▶ [TASK TO COMPLETE]
Could you turn the lines below into a JSON list of strings, one string per line and no blank lines, beginning at the line that has "Where can you see the brown dog?" and continuing through the last line? Include both of those end lines and nothing else.

(Records of point annotations)
++++++

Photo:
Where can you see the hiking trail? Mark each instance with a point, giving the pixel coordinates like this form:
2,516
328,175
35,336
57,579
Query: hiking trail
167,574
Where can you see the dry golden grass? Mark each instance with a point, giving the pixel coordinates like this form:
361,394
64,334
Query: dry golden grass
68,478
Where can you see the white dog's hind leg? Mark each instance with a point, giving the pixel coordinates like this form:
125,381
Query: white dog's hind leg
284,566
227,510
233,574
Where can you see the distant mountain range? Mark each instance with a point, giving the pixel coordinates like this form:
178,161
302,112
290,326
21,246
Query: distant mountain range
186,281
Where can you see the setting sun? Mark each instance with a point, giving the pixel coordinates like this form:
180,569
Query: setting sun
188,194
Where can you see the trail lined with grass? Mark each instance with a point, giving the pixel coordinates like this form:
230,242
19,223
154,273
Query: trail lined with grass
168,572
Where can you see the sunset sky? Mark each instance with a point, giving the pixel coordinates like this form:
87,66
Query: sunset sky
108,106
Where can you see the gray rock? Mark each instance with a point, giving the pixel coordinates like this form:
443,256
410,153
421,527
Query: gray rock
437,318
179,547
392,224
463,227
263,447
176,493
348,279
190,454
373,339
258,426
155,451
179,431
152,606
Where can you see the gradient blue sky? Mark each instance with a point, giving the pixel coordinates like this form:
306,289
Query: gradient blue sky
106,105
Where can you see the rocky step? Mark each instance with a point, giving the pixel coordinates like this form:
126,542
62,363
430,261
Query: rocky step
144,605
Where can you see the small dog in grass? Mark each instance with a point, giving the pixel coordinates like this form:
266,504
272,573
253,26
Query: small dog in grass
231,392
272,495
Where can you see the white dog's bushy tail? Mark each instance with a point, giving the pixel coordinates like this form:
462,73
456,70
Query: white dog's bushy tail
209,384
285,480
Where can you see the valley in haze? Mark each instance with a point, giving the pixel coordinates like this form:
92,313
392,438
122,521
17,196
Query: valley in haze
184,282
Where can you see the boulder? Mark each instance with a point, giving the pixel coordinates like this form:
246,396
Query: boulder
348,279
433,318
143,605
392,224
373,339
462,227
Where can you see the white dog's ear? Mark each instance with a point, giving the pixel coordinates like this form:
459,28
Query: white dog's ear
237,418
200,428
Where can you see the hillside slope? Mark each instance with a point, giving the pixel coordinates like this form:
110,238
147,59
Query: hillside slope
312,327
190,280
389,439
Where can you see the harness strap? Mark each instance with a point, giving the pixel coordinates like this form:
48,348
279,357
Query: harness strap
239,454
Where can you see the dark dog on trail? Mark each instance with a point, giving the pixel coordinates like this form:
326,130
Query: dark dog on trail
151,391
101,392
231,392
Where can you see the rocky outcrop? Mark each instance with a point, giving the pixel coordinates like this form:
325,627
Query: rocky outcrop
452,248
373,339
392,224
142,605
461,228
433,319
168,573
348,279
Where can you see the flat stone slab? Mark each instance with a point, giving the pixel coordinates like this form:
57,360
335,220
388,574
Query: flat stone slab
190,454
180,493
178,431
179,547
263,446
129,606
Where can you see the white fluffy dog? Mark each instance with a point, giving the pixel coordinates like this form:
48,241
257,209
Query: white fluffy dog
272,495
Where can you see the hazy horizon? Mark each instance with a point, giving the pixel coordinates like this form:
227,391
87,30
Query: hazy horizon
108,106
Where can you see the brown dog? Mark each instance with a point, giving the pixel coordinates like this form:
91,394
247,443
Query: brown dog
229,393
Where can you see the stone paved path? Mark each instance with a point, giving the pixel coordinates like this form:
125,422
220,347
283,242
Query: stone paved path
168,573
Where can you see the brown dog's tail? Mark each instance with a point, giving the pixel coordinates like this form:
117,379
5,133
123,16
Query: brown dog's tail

++++++

▶ [FINAL RESULT]
[
  "Where can you see the brown dog? Mark each instance with a point, giving the pixel coordinates like this form:",
  "91,394",
  "247,443",
  "Query: brown dog",
  "229,393",
  "Where can you see the stone paved path? Mark each instance with a point, giving the pixel coordinates like this form:",
  "125,422",
  "220,347",
  "283,242",
  "Query: stone paved path",
  "168,573",
  "Where can you see the brown dog's tail? Mark each instance with a point, giving the pixel coordinates like this form:",
  "117,379",
  "5,133",
  "123,16",
  "Query: brown dog's tail"
]